To do: Output the line that contains "[point] every instance of the backwards" and every line after it to the end of the entries, with nothing added or left out.

········

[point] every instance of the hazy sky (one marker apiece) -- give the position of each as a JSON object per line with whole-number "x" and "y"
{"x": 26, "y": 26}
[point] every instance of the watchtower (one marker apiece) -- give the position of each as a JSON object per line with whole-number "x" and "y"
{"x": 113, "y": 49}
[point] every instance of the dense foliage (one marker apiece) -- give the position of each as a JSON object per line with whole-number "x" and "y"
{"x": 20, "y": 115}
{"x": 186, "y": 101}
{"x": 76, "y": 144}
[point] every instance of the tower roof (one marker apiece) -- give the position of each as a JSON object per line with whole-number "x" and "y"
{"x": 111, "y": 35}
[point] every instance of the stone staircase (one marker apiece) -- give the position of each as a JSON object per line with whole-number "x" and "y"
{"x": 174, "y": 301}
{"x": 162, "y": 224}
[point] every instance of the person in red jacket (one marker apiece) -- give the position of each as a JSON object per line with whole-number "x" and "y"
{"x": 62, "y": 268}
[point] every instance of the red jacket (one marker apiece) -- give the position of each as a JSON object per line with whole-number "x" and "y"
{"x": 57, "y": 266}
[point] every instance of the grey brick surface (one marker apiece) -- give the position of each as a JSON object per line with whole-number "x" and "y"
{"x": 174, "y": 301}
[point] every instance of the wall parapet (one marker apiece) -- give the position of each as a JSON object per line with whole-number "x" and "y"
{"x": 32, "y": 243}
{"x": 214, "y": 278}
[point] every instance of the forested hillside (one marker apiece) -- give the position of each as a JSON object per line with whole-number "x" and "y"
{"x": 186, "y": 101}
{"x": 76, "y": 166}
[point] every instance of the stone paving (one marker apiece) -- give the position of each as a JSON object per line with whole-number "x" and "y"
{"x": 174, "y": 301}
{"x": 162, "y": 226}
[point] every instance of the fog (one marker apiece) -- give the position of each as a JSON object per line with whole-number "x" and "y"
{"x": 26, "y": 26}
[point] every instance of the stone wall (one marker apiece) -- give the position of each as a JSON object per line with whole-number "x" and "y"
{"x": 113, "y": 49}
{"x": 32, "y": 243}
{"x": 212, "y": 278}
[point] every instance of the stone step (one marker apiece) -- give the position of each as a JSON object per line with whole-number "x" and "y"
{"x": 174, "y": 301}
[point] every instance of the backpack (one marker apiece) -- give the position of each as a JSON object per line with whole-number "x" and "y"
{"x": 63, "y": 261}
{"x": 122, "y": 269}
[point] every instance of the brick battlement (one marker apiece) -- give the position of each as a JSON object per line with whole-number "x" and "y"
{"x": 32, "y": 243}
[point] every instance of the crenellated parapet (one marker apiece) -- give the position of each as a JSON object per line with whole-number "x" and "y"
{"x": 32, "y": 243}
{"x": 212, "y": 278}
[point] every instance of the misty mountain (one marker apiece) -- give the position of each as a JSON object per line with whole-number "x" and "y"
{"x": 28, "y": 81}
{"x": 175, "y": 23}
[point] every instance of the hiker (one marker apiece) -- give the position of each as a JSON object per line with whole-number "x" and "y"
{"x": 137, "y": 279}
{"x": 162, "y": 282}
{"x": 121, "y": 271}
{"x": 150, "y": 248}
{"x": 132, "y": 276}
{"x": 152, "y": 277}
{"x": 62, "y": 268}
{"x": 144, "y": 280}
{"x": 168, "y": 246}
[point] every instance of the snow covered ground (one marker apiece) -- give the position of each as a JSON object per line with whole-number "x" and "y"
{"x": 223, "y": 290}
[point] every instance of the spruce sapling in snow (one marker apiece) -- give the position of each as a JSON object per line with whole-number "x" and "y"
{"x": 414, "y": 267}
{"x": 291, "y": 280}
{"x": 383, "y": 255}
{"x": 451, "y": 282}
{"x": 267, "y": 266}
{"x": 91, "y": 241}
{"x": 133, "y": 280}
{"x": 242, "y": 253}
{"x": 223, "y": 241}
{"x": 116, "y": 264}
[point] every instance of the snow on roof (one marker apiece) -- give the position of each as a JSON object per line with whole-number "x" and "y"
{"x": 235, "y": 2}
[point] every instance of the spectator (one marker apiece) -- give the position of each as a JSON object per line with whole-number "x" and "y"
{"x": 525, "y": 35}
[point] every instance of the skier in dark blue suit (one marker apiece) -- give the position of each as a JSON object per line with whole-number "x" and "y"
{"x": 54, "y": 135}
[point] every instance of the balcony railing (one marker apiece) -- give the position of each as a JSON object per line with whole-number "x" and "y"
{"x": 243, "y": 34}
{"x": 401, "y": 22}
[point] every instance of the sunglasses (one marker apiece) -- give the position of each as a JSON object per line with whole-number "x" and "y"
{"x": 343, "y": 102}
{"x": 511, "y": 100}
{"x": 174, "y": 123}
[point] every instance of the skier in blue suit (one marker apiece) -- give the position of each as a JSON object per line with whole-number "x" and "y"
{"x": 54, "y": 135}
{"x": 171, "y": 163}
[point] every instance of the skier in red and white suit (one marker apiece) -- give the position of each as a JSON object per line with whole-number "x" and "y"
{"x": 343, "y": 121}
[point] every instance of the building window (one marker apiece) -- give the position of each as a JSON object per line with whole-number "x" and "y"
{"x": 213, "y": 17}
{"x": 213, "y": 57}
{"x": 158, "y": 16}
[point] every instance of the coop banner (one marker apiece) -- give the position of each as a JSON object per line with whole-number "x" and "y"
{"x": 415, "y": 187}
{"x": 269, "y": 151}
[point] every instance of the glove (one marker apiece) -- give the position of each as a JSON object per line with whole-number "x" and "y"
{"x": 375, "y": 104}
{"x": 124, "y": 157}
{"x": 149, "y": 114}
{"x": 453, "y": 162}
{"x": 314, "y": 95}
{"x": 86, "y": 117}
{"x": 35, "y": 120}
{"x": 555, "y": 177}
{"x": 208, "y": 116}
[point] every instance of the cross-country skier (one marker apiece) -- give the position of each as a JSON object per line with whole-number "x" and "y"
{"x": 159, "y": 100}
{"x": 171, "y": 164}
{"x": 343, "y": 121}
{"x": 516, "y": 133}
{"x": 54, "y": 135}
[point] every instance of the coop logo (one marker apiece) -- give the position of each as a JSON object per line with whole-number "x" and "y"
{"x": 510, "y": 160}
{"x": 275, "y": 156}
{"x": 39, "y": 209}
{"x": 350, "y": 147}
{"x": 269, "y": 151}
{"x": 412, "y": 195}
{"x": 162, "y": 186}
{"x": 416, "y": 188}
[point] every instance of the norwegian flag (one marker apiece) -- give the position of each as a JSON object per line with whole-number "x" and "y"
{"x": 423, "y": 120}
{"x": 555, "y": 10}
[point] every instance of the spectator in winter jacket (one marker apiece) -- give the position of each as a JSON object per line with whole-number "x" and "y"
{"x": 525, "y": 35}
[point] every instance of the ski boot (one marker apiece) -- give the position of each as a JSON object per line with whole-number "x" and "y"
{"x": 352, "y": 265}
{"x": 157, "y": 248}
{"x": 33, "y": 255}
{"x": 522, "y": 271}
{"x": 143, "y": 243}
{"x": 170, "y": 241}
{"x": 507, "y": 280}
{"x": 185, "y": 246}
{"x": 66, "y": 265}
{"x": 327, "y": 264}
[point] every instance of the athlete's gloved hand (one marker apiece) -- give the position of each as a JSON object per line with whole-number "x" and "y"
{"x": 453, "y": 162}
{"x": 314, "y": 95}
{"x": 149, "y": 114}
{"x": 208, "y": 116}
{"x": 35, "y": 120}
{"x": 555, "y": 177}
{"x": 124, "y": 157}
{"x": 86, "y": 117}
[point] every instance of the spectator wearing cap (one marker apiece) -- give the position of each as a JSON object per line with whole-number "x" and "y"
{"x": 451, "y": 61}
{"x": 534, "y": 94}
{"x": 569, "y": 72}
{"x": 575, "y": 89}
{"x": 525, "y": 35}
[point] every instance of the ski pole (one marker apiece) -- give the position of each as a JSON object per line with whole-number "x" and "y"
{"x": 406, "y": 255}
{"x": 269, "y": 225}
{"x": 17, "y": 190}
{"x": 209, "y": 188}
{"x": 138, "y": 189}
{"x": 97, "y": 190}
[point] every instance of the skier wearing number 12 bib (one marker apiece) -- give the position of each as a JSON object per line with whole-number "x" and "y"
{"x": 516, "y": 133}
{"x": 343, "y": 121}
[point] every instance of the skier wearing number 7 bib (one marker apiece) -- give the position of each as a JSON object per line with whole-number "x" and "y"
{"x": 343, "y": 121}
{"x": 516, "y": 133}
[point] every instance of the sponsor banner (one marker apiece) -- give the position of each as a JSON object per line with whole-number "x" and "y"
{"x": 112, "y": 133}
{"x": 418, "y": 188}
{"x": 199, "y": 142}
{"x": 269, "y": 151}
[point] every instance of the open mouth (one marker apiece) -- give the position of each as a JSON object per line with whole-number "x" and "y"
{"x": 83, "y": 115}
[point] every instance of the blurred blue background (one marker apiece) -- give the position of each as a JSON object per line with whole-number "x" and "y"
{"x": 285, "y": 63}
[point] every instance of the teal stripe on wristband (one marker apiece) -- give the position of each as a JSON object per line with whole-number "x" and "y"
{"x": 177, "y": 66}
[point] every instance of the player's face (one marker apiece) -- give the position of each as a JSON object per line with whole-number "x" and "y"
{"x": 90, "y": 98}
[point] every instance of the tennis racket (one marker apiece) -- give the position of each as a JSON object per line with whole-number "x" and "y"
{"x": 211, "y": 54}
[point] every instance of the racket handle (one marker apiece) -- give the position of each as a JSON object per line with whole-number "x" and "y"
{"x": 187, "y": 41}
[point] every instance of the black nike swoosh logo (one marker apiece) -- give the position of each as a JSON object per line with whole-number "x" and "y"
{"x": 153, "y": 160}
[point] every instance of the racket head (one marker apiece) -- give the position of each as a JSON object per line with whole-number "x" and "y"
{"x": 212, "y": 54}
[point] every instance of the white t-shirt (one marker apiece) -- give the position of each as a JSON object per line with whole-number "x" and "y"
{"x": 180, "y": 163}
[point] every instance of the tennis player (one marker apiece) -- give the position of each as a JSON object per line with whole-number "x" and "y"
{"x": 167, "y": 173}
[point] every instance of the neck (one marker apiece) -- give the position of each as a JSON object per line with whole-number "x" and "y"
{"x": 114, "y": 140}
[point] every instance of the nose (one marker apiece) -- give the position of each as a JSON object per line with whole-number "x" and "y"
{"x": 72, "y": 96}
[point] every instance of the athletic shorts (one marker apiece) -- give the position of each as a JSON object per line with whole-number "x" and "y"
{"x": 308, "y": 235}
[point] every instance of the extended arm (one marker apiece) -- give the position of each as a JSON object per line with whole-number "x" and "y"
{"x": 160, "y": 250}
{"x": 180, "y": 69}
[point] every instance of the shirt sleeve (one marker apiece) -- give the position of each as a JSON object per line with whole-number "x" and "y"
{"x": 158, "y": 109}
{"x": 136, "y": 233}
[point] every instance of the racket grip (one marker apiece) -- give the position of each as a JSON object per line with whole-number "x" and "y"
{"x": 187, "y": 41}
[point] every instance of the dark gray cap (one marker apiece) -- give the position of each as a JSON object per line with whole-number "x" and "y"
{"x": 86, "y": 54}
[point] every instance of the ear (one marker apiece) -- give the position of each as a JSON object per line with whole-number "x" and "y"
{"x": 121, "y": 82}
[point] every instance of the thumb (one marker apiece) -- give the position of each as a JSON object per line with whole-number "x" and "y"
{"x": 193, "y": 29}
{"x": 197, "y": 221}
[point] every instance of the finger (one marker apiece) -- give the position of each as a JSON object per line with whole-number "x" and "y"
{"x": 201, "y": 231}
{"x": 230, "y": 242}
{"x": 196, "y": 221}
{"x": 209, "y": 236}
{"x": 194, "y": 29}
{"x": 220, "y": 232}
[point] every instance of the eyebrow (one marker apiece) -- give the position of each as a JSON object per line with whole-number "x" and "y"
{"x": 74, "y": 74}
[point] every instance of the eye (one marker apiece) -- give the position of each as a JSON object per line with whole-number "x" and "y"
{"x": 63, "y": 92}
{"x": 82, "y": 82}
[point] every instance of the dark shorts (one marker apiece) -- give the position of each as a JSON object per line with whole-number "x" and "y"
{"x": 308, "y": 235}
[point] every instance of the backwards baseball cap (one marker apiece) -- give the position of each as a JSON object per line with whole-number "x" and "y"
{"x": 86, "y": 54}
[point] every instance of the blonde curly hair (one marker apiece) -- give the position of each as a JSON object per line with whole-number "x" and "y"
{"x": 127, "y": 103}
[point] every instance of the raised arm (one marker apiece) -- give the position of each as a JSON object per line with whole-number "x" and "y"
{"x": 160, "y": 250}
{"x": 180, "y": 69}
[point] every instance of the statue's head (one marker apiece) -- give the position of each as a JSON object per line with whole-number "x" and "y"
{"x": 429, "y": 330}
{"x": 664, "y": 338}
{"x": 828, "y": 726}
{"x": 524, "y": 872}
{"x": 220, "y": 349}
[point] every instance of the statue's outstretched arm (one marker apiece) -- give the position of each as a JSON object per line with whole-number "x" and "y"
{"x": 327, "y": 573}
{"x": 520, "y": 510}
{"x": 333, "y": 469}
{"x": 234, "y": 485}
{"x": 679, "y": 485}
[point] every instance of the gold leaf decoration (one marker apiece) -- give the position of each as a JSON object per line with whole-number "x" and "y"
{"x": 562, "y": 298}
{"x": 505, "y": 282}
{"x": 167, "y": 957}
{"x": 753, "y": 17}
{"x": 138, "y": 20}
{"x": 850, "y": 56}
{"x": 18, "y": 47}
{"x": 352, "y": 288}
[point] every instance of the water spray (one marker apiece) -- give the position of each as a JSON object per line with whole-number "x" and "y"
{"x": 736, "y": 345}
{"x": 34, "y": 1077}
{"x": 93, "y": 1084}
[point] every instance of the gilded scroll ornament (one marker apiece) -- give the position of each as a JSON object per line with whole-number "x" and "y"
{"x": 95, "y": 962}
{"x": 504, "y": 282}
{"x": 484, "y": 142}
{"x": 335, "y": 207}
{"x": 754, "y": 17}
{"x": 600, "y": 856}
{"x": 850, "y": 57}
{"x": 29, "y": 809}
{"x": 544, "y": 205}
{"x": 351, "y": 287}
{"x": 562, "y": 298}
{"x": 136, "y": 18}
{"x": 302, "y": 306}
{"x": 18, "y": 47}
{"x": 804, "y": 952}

········

Final answer:
[point] every instance of the backwards baseball cap (one marker apiece) -- give the position of each as a JSON object per line with whole-number "x" and "y"
{"x": 86, "y": 54}
[point] every instance of the blonde curly hair (one marker apiece) -- give the position of each as a JSON object per line with whole-number "x" and "y"
{"x": 127, "y": 103}
[point] every instance of the raised arm (one marker apiece) -- give the position of each as a JSON object per line with whole-number "x" and "y"
{"x": 160, "y": 250}
{"x": 180, "y": 69}
[point] every instance of the statue's head (one marker apiece) -- give the position of each as a JSON object per line with whole-number "x" and "y"
{"x": 429, "y": 330}
{"x": 664, "y": 338}
{"x": 828, "y": 726}
{"x": 524, "y": 872}
{"x": 220, "y": 349}
[point] every instance of the statue's outstretched arm (one marker apiece) -- give the position of each as a JSON object per line with whole-number "x" and "y"
{"x": 327, "y": 573}
{"x": 520, "y": 510}
{"x": 333, "y": 469}
{"x": 234, "y": 485}
{"x": 679, "y": 485}
[point] every instance of the gold leaf decoration (one marker apiece) -- give the position of each as a JSON object per line with whole-number "x" and "y"
{"x": 562, "y": 298}
{"x": 505, "y": 282}
{"x": 167, "y": 957}
{"x": 753, "y": 17}
{"x": 138, "y": 20}
{"x": 850, "y": 56}
{"x": 18, "y": 47}
{"x": 352, "y": 288}
[point] every instance of the water spray (one marker apiece) -- give the position of each as a JSON object per line with whole-number "x" and "y"
{"x": 736, "y": 345}
{"x": 34, "y": 1077}
{"x": 93, "y": 1084}
[point] every instance of the gilded scroll ornament (one marker apiece) -- give the position of each as a JSON object per line with whole-number "x" and "y"
{"x": 95, "y": 962}
{"x": 504, "y": 282}
{"x": 484, "y": 142}
{"x": 335, "y": 207}
{"x": 754, "y": 17}
{"x": 600, "y": 856}
{"x": 850, "y": 57}
{"x": 29, "y": 809}
{"x": 544, "y": 205}
{"x": 351, "y": 287}
{"x": 562, "y": 298}
{"x": 136, "y": 18}
{"x": 302, "y": 306}
{"x": 18, "y": 47}
{"x": 804, "y": 952}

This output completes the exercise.